__Set exercise__:
Rewrite all the rows below, swapping every "instance" for "occurrence" and leaving everything else unchanged. Omit the pictures from your answer.

::::::::

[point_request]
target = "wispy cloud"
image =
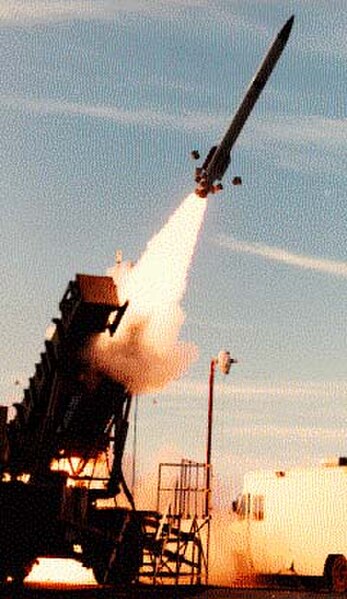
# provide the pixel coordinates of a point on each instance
(275, 254)
(300, 130)
(313, 129)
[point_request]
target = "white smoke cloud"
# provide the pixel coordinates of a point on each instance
(145, 352)
(331, 267)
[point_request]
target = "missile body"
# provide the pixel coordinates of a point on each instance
(218, 158)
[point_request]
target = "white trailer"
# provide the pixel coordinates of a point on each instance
(294, 522)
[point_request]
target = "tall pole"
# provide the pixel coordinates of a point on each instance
(208, 461)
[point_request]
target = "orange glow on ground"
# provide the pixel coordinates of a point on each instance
(60, 571)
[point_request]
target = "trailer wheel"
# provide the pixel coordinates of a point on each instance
(335, 573)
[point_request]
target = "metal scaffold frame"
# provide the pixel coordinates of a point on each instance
(177, 540)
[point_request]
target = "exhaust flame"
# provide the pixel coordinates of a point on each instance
(145, 353)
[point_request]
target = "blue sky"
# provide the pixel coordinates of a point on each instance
(101, 104)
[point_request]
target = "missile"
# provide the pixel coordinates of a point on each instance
(218, 158)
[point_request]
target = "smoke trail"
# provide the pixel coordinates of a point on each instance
(145, 353)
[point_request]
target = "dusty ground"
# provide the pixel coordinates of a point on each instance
(36, 591)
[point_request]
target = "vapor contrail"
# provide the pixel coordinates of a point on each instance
(331, 267)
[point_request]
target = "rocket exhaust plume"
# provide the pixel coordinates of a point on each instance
(145, 353)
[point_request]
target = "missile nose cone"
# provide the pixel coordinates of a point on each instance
(286, 29)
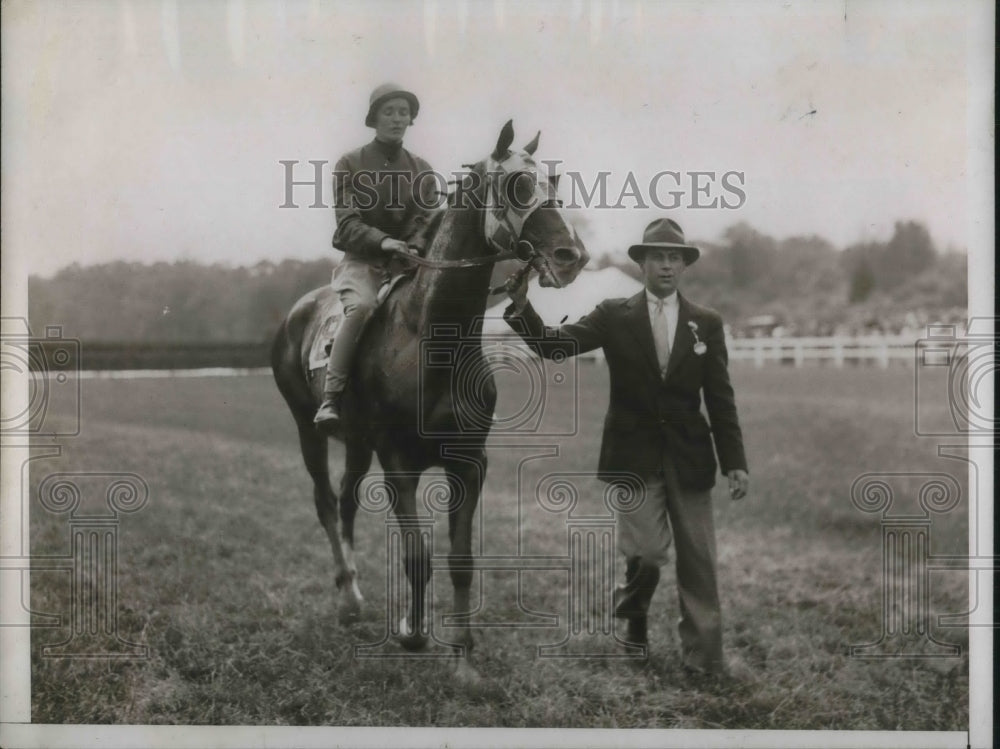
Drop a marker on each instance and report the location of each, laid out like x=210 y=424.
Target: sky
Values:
x=154 y=130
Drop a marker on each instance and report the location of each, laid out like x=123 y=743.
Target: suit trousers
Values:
x=644 y=535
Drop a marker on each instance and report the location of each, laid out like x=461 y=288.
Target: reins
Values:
x=468 y=262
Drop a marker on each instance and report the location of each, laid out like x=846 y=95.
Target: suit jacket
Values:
x=651 y=417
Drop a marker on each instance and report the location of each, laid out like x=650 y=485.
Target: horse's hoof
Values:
x=466 y=674
x=349 y=612
x=410 y=640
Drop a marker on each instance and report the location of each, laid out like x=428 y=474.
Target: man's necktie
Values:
x=661 y=336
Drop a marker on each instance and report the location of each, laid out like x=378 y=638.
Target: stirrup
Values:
x=328 y=413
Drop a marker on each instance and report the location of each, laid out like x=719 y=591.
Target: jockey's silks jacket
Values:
x=651 y=417
x=373 y=190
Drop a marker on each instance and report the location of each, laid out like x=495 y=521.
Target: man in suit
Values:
x=664 y=353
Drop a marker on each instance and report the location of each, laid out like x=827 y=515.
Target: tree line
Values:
x=806 y=283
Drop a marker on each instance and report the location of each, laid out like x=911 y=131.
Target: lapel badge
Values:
x=699 y=347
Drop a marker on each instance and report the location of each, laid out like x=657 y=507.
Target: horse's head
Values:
x=524 y=215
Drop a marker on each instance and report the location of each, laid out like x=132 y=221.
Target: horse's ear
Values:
x=504 y=141
x=533 y=145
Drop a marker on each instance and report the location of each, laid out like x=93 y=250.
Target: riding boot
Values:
x=337 y=368
x=633 y=598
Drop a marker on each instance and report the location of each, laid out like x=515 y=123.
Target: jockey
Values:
x=381 y=206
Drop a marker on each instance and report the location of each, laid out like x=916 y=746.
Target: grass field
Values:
x=227 y=576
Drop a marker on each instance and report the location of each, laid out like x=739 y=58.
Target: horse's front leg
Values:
x=358 y=460
x=465 y=479
x=413 y=630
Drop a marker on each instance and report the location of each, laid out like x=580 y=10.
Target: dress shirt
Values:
x=670 y=309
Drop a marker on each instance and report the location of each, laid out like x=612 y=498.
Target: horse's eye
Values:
x=520 y=190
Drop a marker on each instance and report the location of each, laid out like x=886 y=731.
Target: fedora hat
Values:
x=389 y=91
x=663 y=234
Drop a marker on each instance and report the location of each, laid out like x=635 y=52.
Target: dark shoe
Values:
x=328 y=414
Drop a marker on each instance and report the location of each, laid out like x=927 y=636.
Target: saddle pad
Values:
x=319 y=352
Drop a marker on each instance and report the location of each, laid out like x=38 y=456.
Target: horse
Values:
x=411 y=415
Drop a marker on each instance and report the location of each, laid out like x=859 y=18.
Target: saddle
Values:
x=319 y=352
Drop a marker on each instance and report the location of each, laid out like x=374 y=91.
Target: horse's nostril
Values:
x=566 y=255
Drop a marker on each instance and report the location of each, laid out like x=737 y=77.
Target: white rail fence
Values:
x=878 y=349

::::::::

__Exercise output__:
[point_request]
target = "wispy cloud"
image =
# provide the pixel coordinates of a point on each occurrence
(275, 254)
(300, 130)
(313, 129)
[point_request]
target = "white smoke cloud"
# provide the pixel coordinates of a point on each occurrence
(145, 352)
(331, 267)
[point_request]
target = "missile body"
# provide the pixel coordinates of a point on each occurrence
(218, 158)
[point_request]
target = "white trailer"
# provide the pixel coordinates of a point on each occurrence
(294, 522)
[point_request]
target = "tall pole"
# provide the pixel coordinates of a point on each occurrence
(208, 461)
[point_request]
target = "orange glow on ground"
# provide the pixel coordinates of a point on each occurrence
(60, 571)
[point_request]
target = "trailer wheel"
# provide the pixel coordinates of a point on each occurrence
(335, 573)
[point_request]
target = "metal scaffold frame"
# provide the pixel coordinates of a point on each occurrence
(177, 540)
[point_request]
target = "exhaust flame"
# provide the pixel coordinates of a point on each occurrence
(145, 353)
[point_request]
target = "blue sky"
# provide the pixel coordinates of a point on each occurrence
(101, 104)
[point_request]
target = "missile"
# provide the pixel coordinates of a point on each occurrence
(218, 158)
[point_request]
target = "smoke trail"
# provide the pixel coordinates of a point on each occurrence
(145, 353)
[point_request]
target = "dusty ground"
# provide the pixel coordinates of a point on each occurrence
(36, 591)
[point_request]
target = "vapor contrail"
# provide the pixel coordinates of a point on each occurrence
(331, 267)
[point_request]
target = "rocket exhaust plume"
# provide the pixel coordinates of a point on each occurrence
(145, 353)
[point_request]
target = "missile nose cone"
# provide the pixel coordinates of a point on each occurrence
(286, 29)
Drop a marker on each occurrence and report the location of each, laid out like x=210 y=424.
Target: sky
Values:
x=154 y=130
Drop a marker on each occurrence and report the location of each, laid out like x=123 y=743.
Target: suit trousers
Values:
x=644 y=535
Drop a marker on each occurrence and report the location of each, laid out like x=461 y=288.
Target: reins
Values:
x=468 y=262
Drop a marker on each occurrence and report the location of each, laid out like x=846 y=95.
Target: suit jacket
Values:
x=651 y=417
Drop a marker on each occurrence and report the location of each, laid out like x=650 y=485.
Target: horse's hoof
Values:
x=466 y=674
x=349 y=612
x=410 y=640
Drop a marker on each occurrence and report the location of each, laid out like x=428 y=474.
Target: man's necktie
Values:
x=661 y=336
Drop a marker on each occurrence and report the location of each, laid out like x=378 y=638.
Target: stirrup
Values:
x=328 y=413
Drop a marker on each occurrence and report the location of each, laid out like x=719 y=591.
Target: jockey's silks jacket
Values:
x=651 y=417
x=373 y=190
Drop a marker on each occurrence and report the location of each, laid out like x=495 y=521.
Target: man in suit
Values:
x=664 y=353
Drop a marker on each occurrence and report the location of each, laid out like x=827 y=515.
Target: tree line
Values:
x=806 y=283
Drop a marker on each occurrence and report the location of each, laid out like x=911 y=131.
Target: lapel badge
Values:
x=699 y=347
Drop a marker on each occurrence and report the location of each, laid out like x=657 y=507.
Target: horse's head
Values:
x=524 y=215
Drop a marker on each occurrence and report the location of each, laid out like x=132 y=221.
Target: horse's ear
Values:
x=504 y=141
x=533 y=145
Drop a marker on each occurrence and report the location of each, laid out like x=93 y=250.
Target: riding boot
Values:
x=337 y=368
x=633 y=598
Drop a marker on each occurrence and report the location of each, laid out like x=515 y=123.
Target: jockey
Values:
x=381 y=206
Drop a marker on each occurrence and report the location of each, laid out like x=916 y=746.
Target: grass field
Values:
x=227 y=576
Drop a marker on each occurrence and report the location of each, laid out like x=739 y=58.
Target: horse's front leg
Values:
x=358 y=460
x=465 y=479
x=413 y=630
Drop a marker on each occurrence and report the location of each, laid out like x=580 y=10.
Target: dress shirt
Values:
x=670 y=309
Drop a marker on each occurrence and report the location of each, laid out like x=612 y=498.
Target: horse's eye
Values:
x=520 y=190
Drop a marker on each occurrence and report the location of each, laid out like x=886 y=731.
Target: fedora hat
Values:
x=389 y=91
x=663 y=234
Drop a marker on each occurrence and report the location of each, laid out like x=635 y=52.
Target: dark shoe
Values:
x=328 y=414
Drop a marker on each occurrence and report the location of each, laid out like x=927 y=636.
Target: saddle pad
Values:
x=319 y=352
Drop a marker on each occurrence and report the location of each, laid out like x=38 y=456.
Target: horse
Values:
x=411 y=415
Drop a marker on each occurrence and report the location of each, laid out like x=859 y=18.
Target: saddle
Values:
x=319 y=352
Drop a marker on each occurrence and report the location of each, laid out like x=374 y=91.
Target: horse's nostril
Values:
x=566 y=255
Drop a marker on each occurrence and report the location of each, laid out like x=737 y=77.
Target: white rail fence
Values:
x=878 y=349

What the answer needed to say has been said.